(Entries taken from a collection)
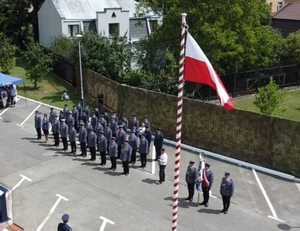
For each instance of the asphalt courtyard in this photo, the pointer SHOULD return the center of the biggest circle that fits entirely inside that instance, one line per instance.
(48, 182)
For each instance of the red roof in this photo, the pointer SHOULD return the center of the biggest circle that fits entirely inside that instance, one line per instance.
(291, 12)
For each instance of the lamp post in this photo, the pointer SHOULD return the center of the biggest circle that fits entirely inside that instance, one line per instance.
(79, 36)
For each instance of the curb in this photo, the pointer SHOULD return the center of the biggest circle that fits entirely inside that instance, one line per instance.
(235, 161)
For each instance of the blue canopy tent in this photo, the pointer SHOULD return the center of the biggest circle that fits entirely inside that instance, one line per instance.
(6, 80)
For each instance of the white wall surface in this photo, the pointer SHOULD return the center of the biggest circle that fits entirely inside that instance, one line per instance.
(49, 24)
(104, 19)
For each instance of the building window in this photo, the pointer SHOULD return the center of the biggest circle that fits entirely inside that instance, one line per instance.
(73, 30)
(153, 25)
(114, 29)
(89, 26)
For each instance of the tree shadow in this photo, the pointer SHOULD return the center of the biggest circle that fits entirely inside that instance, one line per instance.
(150, 181)
(112, 173)
(209, 211)
(90, 164)
(287, 227)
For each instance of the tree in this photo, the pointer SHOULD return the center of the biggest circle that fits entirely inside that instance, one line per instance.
(268, 98)
(38, 63)
(292, 49)
(7, 54)
(234, 34)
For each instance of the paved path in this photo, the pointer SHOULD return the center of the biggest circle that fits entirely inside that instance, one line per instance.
(99, 199)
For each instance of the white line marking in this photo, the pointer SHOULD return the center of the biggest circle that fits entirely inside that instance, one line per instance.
(153, 160)
(274, 214)
(105, 221)
(60, 197)
(20, 182)
(28, 117)
(5, 110)
(298, 186)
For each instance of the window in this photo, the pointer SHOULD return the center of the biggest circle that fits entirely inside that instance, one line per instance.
(89, 26)
(114, 29)
(153, 25)
(73, 30)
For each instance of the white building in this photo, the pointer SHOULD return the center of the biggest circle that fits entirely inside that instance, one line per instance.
(66, 18)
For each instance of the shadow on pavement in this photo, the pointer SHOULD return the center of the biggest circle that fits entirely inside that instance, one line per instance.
(209, 211)
(150, 181)
(111, 173)
(182, 202)
(287, 227)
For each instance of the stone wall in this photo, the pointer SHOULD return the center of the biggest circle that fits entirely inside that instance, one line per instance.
(271, 142)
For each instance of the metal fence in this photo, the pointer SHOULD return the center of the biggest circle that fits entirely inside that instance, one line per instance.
(248, 82)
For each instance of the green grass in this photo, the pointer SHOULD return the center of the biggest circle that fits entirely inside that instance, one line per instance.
(49, 89)
(289, 108)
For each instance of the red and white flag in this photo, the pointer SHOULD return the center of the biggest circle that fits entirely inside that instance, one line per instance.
(198, 69)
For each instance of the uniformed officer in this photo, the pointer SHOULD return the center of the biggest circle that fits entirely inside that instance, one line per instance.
(52, 116)
(92, 143)
(134, 122)
(64, 225)
(207, 181)
(45, 126)
(83, 139)
(70, 120)
(72, 139)
(75, 114)
(108, 134)
(56, 130)
(226, 190)
(190, 179)
(121, 135)
(133, 141)
(113, 153)
(102, 147)
(148, 135)
(158, 143)
(38, 124)
(144, 151)
(126, 152)
(64, 132)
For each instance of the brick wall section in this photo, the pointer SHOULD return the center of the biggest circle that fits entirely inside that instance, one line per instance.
(247, 136)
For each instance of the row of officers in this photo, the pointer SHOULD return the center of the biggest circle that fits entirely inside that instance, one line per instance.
(100, 132)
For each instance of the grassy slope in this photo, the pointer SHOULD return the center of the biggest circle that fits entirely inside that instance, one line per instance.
(50, 89)
(289, 109)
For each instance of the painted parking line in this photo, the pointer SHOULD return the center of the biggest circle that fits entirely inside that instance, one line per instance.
(274, 214)
(28, 117)
(105, 221)
(298, 186)
(59, 199)
(23, 178)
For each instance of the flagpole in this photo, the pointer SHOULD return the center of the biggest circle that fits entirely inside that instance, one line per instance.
(179, 124)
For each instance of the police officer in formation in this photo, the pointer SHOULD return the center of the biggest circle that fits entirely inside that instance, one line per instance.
(100, 133)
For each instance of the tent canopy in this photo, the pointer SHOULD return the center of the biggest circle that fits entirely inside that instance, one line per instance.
(6, 80)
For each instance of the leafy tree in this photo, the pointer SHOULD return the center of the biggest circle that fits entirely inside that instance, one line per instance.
(109, 57)
(234, 34)
(38, 63)
(268, 98)
(292, 48)
(7, 54)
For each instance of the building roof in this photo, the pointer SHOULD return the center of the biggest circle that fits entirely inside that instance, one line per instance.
(291, 12)
(83, 9)
(86, 9)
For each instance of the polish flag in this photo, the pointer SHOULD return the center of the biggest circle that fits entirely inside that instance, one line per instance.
(198, 69)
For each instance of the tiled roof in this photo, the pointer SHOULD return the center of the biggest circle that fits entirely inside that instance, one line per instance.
(291, 11)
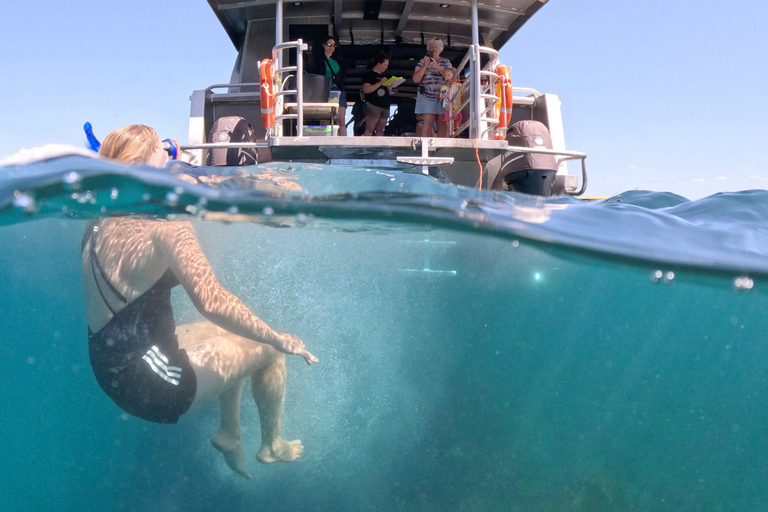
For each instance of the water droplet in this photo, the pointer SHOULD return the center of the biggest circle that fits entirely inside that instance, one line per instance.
(72, 180)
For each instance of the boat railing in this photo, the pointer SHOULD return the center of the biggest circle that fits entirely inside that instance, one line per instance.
(283, 75)
(480, 84)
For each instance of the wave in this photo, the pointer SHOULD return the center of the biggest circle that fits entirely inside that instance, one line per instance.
(723, 232)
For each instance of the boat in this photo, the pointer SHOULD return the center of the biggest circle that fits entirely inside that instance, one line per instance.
(283, 35)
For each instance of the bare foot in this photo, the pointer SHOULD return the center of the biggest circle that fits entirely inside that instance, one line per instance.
(280, 451)
(232, 449)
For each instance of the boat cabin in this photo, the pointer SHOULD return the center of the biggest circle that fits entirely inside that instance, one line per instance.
(287, 37)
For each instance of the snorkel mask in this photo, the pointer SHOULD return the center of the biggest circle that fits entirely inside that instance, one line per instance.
(168, 145)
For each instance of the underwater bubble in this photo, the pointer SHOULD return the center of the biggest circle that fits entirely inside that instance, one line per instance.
(72, 180)
(25, 201)
(743, 283)
(172, 199)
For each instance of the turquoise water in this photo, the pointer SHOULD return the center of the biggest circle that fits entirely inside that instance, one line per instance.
(478, 351)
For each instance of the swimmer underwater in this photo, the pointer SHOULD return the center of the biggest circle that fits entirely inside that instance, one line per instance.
(156, 370)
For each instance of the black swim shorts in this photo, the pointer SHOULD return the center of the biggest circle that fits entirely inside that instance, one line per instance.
(156, 383)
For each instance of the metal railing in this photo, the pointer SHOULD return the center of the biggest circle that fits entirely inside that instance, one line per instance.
(481, 100)
(282, 76)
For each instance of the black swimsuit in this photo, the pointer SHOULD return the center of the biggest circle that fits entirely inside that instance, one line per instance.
(136, 357)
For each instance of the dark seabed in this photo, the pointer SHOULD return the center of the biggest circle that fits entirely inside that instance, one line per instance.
(478, 351)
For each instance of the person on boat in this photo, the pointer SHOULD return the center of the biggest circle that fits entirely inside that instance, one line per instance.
(156, 370)
(334, 67)
(430, 75)
(376, 96)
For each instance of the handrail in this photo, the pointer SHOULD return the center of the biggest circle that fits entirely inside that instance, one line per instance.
(283, 91)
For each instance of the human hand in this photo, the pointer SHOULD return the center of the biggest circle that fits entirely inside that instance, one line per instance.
(290, 344)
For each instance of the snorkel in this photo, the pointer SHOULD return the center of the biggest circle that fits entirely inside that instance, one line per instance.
(168, 145)
(93, 142)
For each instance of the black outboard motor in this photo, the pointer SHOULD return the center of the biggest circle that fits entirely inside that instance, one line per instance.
(232, 129)
(530, 173)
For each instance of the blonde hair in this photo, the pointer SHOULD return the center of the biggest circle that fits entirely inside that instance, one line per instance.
(132, 144)
(437, 41)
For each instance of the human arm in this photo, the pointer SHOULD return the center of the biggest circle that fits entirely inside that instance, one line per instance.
(421, 69)
(178, 245)
(369, 87)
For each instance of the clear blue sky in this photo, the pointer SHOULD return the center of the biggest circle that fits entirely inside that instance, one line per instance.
(665, 96)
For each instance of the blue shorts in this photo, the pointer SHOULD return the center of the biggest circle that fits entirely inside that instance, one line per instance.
(425, 106)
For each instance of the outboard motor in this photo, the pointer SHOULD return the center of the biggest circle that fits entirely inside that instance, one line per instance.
(232, 129)
(530, 173)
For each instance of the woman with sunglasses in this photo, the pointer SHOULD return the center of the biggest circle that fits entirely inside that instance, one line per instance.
(334, 67)
(156, 370)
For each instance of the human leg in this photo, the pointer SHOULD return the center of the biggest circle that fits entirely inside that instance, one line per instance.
(341, 121)
(428, 129)
(443, 129)
(370, 124)
(227, 439)
(221, 363)
(268, 387)
(380, 125)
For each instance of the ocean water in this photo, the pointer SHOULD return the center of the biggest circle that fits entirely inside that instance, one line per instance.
(478, 351)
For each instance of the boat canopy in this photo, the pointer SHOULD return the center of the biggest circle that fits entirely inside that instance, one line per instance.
(368, 22)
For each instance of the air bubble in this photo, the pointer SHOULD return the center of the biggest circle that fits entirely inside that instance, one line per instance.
(743, 283)
(72, 180)
(25, 201)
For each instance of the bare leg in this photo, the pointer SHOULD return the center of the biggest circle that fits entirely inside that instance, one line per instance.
(370, 125)
(227, 440)
(429, 126)
(268, 387)
(381, 124)
(221, 361)
(341, 120)
(442, 127)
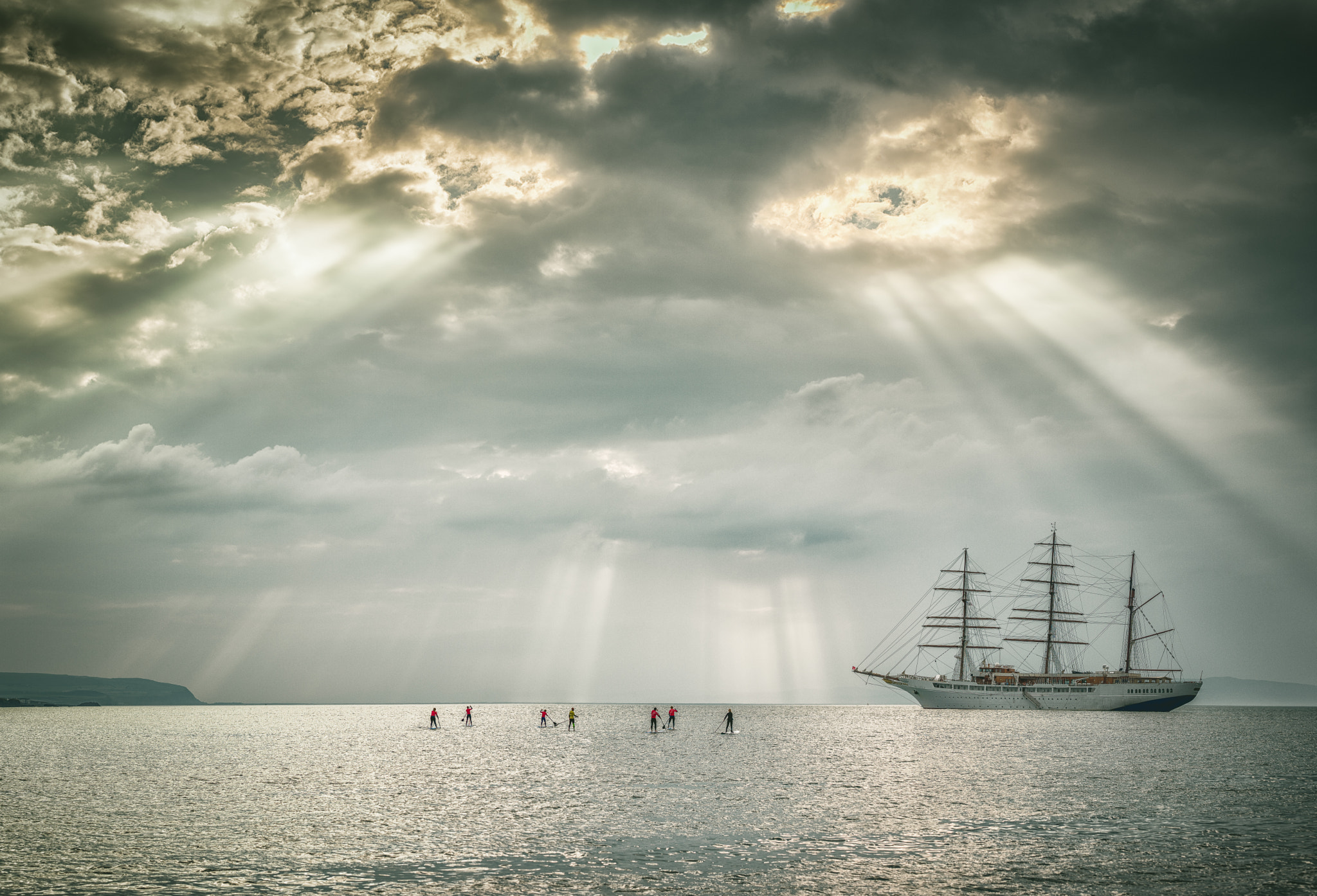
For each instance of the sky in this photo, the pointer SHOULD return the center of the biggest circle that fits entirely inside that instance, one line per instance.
(643, 352)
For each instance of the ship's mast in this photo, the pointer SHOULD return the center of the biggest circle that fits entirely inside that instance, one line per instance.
(1051, 605)
(965, 612)
(1054, 616)
(1129, 623)
(963, 622)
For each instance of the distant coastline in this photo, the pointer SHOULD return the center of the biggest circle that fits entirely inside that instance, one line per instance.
(41, 690)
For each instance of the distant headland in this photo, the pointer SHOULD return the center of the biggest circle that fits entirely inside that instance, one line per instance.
(40, 690)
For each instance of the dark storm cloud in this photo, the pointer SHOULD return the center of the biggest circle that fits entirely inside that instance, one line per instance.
(401, 286)
(1179, 150)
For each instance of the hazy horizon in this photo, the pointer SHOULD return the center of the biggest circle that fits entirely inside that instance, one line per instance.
(580, 350)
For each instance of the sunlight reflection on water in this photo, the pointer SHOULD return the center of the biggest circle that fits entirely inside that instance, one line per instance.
(844, 799)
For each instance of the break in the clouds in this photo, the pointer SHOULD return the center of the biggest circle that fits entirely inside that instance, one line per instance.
(568, 350)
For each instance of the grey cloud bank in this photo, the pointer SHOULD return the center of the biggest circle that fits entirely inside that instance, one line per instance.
(413, 352)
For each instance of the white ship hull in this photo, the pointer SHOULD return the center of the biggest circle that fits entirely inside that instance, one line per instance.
(1157, 696)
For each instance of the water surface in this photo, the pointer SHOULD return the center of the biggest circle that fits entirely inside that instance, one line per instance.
(805, 799)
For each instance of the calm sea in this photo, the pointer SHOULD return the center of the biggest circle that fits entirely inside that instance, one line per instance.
(805, 799)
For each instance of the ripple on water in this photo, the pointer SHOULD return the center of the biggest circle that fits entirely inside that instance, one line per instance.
(344, 799)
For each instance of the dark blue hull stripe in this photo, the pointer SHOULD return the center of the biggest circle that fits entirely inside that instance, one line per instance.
(1161, 704)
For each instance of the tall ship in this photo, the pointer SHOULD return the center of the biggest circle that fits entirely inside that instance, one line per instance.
(975, 642)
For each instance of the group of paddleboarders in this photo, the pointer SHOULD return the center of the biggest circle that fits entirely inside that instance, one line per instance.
(671, 725)
(433, 717)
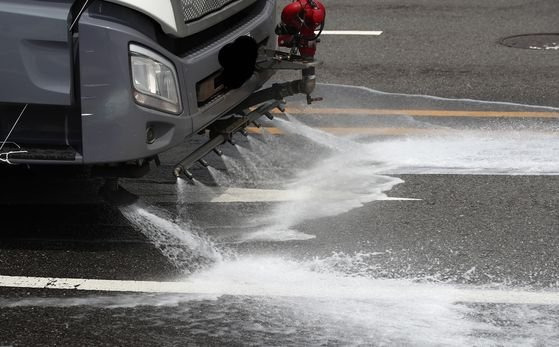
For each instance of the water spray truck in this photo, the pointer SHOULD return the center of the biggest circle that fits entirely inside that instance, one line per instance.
(111, 84)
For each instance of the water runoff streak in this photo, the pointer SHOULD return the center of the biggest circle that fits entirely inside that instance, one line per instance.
(360, 309)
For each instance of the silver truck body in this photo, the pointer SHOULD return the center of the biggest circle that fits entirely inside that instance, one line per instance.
(70, 71)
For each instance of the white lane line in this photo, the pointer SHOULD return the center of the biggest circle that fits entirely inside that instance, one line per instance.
(352, 32)
(244, 289)
(275, 195)
(194, 194)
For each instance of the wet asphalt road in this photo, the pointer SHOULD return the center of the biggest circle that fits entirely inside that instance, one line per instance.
(469, 227)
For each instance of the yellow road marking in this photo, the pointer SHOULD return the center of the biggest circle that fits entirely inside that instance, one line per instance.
(360, 131)
(423, 113)
(387, 131)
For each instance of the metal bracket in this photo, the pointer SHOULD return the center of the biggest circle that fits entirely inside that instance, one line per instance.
(269, 59)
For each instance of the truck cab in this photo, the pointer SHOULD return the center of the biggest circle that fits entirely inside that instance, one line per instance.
(111, 84)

Work to be completed – Output these and nothing else: the lines from the one holding "For each instance of the metal bracket" through the final line of the entries above, exactly as they appear.

Written answer –
For each instance of the metal bracket in this photo, the pointer SHOULD return the center of the biggest circle that fits entirely inside that instance, one line per instance.
(269, 59)
For each instance of the truck cab in this photo, the pointer SHOULD return the center of the biggest circle that fits entirely inside that instance, one line per instance.
(111, 84)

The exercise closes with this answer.